**Goals**
1. Using the Kubernetes text below, answer these three questions.
(a) What kind of store is etcd?
(b) What does the control plane consist of?
(c) Which component is the only one that anything talks to directly?
2. Summarize the Kubernetes text below in two sentences.

**Source text**
::::::::
Kubernetes — Deep Dive

etcd, the scheduler algorithm, custom controllers, and why most Kubernetes outages aren't Kubernetes's fault — a technical teardown of the control plane and the patterns that keep production clusters alive.

What Kubernetes Actually Is (Architecture First)

Most people learn Kubernetes by touching kubectl. That’s fine for day-to-day use, but to understand why things fail (and they will fail), you need the architecture.

Kubernetes is a distributed system built around a single source of truth: etcd, a distributed key-value store. Everything — every pod spec, every deployment, every node registration, every secret — lives in etcd. The control plane is a set of reconciliation loops that watch etcd for changes and act on them.

Control Plane Components

┌─────────────────────────────────────────────┐
│                Control Plane                │
│                                             │
│  ┌─────────────┐   ┌──────────────────────┐ │
│  │  kube-api   │   │        etcd          │ │
│  │   server    │◄──│  (source of truth)   │ │
│  └──────┬──────┘   └──────────────────────┘ │
│         │                                   │
│  ┌──────▼──────┐   ┌──────────────────────┐ │
│  │  scheduler  │   │  controller-manager  │ │
│  └─────────────┘   └──────────────────────┘ │
└─────────────────────────────────────────────┘

kube-apiserver — The only component anything talks to directly. All state changes go through the API server. kubectl, the scheduler, controller-manager, kubelets on nodes — everyone hits the API server. It validates requests, handles auth/authz, and writes to etcd.
::::::::
**Data extract**
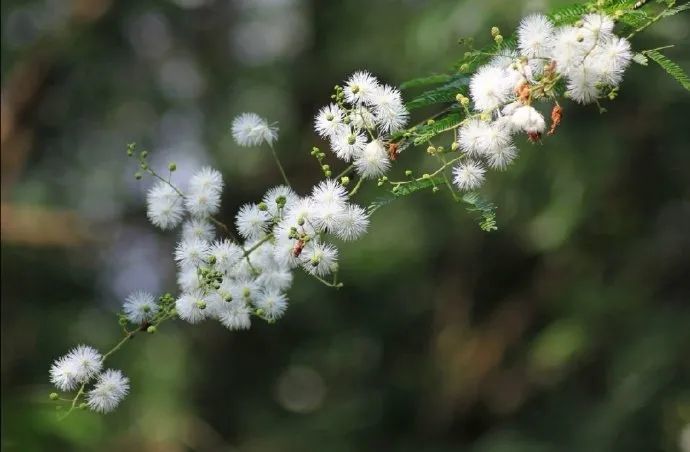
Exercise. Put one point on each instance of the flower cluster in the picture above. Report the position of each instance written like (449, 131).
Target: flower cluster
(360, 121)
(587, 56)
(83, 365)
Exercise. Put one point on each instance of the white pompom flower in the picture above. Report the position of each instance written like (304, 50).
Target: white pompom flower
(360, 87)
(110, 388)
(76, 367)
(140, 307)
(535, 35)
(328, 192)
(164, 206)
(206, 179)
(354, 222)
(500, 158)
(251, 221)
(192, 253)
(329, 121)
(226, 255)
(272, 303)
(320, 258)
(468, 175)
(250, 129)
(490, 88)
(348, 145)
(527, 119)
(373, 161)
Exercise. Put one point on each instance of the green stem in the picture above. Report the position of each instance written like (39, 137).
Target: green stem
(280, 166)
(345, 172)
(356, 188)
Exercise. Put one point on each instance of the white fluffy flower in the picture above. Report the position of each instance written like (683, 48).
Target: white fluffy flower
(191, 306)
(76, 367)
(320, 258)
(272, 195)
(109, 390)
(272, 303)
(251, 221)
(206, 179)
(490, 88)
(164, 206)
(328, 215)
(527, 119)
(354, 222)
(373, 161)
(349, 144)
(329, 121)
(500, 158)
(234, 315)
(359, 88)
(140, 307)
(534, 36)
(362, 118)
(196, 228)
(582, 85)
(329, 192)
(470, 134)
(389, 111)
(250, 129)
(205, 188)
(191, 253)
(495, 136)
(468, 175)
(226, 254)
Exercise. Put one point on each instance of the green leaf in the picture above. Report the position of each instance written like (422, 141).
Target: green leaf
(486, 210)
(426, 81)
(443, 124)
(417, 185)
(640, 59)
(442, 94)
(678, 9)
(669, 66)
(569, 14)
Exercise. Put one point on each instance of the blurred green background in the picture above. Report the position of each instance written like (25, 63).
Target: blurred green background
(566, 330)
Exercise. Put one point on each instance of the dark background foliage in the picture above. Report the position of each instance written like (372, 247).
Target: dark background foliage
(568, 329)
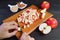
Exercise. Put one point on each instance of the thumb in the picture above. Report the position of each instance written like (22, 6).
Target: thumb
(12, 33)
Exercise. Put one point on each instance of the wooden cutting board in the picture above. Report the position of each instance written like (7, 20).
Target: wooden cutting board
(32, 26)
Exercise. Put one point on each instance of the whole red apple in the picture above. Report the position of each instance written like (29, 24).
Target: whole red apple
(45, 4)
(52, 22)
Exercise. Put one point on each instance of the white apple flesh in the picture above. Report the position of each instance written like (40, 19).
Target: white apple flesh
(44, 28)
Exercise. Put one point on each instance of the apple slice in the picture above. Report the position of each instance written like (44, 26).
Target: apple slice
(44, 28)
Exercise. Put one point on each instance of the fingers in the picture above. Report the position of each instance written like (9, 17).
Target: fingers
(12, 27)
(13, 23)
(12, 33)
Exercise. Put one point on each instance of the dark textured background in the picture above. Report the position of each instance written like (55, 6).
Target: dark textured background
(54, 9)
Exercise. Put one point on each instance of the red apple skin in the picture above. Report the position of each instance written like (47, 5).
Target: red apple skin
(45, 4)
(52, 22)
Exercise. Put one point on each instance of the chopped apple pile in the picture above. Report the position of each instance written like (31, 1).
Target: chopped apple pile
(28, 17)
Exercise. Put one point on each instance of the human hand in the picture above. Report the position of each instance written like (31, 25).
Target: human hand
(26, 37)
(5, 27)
::::::::
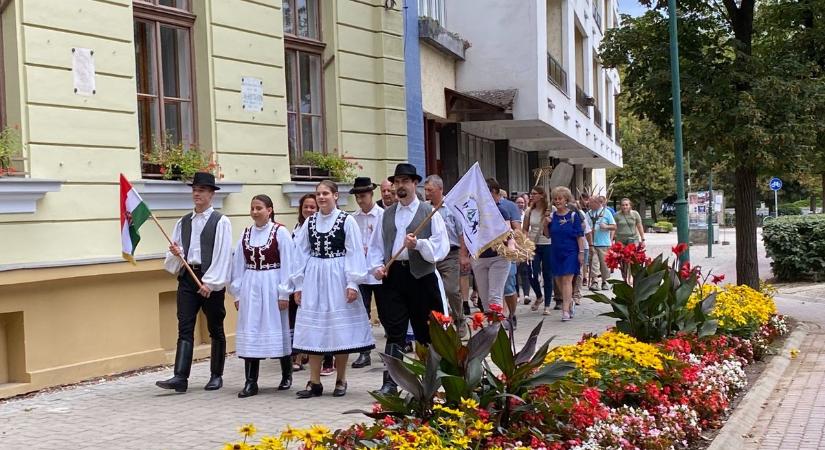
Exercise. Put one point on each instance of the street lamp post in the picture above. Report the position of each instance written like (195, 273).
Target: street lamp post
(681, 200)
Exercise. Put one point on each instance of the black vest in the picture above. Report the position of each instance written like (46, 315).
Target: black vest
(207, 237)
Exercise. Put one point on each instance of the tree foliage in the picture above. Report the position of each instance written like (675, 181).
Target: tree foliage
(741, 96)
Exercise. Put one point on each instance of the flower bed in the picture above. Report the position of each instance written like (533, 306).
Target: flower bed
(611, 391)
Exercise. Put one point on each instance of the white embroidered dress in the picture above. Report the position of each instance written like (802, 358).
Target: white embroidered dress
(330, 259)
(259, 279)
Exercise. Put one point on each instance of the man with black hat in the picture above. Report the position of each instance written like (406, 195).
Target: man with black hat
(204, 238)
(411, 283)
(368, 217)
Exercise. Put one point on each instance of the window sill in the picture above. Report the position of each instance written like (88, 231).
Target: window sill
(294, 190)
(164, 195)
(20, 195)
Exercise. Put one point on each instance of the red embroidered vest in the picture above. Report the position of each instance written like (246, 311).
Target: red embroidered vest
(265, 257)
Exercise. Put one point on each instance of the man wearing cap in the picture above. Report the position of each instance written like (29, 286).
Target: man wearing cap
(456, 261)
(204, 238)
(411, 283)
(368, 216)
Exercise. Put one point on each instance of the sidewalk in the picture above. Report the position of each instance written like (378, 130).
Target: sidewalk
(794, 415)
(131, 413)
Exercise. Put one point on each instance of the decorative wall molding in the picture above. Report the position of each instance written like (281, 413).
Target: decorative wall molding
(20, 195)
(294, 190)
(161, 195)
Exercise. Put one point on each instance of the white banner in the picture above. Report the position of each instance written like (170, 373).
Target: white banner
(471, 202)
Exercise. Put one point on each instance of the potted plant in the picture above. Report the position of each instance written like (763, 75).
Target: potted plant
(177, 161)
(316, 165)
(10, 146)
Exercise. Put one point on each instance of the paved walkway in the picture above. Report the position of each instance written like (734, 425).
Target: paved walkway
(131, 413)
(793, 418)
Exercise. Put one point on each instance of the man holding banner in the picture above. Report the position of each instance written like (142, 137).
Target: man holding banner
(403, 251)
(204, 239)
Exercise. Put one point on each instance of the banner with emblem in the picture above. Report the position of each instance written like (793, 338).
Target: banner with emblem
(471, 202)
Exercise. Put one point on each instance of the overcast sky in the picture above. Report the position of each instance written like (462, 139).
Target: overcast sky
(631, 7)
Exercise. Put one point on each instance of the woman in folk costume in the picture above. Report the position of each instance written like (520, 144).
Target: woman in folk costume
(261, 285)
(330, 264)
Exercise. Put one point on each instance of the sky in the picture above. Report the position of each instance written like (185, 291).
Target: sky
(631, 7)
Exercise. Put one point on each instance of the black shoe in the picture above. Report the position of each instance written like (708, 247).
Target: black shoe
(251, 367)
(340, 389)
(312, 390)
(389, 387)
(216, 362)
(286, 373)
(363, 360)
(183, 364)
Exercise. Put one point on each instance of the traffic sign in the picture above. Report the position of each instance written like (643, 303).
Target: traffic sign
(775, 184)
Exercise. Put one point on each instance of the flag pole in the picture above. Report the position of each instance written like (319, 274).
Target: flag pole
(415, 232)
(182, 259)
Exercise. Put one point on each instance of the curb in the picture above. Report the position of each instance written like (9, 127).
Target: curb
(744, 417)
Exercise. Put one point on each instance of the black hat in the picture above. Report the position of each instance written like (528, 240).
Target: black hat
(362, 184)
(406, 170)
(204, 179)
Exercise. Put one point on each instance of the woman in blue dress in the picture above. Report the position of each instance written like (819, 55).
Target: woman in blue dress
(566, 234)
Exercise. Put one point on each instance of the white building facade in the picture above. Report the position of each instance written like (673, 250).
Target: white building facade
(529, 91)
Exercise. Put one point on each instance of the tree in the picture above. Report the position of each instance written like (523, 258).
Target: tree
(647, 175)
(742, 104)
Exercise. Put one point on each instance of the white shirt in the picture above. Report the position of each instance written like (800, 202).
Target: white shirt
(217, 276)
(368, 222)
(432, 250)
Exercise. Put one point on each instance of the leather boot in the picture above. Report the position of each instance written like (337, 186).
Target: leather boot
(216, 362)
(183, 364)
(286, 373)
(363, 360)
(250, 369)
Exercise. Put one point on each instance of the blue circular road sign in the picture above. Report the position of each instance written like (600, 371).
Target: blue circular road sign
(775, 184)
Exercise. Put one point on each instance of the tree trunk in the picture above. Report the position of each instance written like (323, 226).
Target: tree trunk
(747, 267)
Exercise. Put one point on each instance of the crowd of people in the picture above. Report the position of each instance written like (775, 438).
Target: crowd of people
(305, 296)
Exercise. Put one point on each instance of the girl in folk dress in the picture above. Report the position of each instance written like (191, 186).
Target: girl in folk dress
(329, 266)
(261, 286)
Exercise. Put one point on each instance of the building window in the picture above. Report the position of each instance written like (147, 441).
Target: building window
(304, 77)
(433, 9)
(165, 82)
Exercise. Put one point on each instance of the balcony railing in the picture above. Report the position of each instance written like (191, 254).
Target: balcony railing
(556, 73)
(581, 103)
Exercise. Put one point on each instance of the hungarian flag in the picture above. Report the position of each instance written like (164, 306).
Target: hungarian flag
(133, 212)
::::::::
**Expected results**
1.
(a) etcd is a distributed key-value store, the single source of truth for Kubernetes.
(b) The control plane is a set of reconciliation loops that watch etcd for changes and act on them.
(c) The kube-apiserver is the only component that anything talks to directly.

2. Kubernetes is a distributed system whose single source of truth is etcd, a distributed key-value store that holds every pod spec, deployment, node registration and secret, and its control plane is a set of reconciliation loops that watch etcd and act on changes. The kube-apiserver is the only component that anything talks to directly, so all state changes go through it, and it validates requests, handles auth/authz, and writes to etcd.